____ Supplied passage

Japan’s volunteers fill radiation monitoring void

Fed up with waiting for the government to clean up local farms, volunteers are doing their own test.

magic japanese mushrooms
Women buy shiitake mushrooms produced in Iwaki city to help sell farm products [AP]

In Iitate village, a farming community roughly 40km from the damaged Daiichi nuclear plant, volunteers have been heading out every week to sample soil from rice paddies in order to test the soil.

They want to gauge how badly it remains contaminated from the radioactive steam that shot out after explosions at three of the damaged plants. Here, the government has not yet started any sort of decontamination effort, and the local community – which has been evacuated into temporary housing – has become frustrated and is taking matters into its own hands.

We headed out in the snowy, idyllic – and evacuated – village with a team lead by Hiroshi Iwase, an expert in the field of the medical applications of radiation and currently an assistant professor in radiation protection at the High Energy Institute.

While Iwase said he personally feels the village is safe to live in – parts of it register at 20 millisieverts (mSv) per year, four times the current standard for safety for adults – he said it’s not recommended for people to spend a lot of time outdoors there.

Given that it’s a farming community, though, it only stands to reason that most people would spend much of their time outdoors.

“I can’t say you should stay in this village. However, I cannot accept that everyone who stays here will develop cancer,” he said.

Iwase also believes that people are largely afraid of radiation levels because they don’t really understand the science.

“It’s difficult to understand radiation, but easy to understand newspaper articles – and reporters can’t always understand radiation,” said Iwase.

“So the information is wrong, and people read it and think it’s a scandal…but radiation workers, like me, are allowed 20 mSv per year, and at 100 mSv [per year], 0.5 per cent develop cancer,” said Iwase, baffled by why people here would choose to “trust the media, not the experts and the government.”

He also said there’s not much evidence to prove what the long term effects of radiation at these levels is.

“Some data exists from Hiroshima,” he said, leaving it at that.

________

## Required work
A. According to the article on radiation volunteers in Japan, roughly how far is Iitate village from the damaged Daiichi nuclear plant?
B. Write out the stretch of the radiation volunteers article from "He also said" through "it at that.", word for word.

____ Supplied information

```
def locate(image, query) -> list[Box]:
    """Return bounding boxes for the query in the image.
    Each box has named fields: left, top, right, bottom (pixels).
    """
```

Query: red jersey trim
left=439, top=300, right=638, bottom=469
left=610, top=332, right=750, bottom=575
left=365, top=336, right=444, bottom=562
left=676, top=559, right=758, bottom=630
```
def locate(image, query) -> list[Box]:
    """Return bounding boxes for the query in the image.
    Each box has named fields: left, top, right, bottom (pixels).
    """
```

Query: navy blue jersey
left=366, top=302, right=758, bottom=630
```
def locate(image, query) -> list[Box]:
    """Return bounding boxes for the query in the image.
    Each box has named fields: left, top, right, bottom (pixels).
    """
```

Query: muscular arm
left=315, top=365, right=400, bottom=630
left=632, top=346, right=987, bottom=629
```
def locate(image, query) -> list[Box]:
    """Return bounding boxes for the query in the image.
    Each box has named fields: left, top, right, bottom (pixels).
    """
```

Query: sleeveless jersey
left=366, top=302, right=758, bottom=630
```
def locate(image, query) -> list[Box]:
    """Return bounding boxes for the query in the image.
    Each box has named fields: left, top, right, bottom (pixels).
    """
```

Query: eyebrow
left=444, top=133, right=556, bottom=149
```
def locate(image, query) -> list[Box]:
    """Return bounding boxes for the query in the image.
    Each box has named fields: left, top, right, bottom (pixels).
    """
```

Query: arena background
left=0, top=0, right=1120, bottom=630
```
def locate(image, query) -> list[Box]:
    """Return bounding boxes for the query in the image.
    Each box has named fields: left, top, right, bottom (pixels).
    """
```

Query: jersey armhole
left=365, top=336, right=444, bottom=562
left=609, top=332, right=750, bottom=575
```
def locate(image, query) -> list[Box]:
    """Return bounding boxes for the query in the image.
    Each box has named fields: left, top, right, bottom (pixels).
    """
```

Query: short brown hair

________

## Responses for each task
A. Roughly 40km.

B.
He also said there’s not much evidence to prove what the long term effects of radiation at these levels is.

“Some data exists from Hiroshima,” he said, leaving it at that.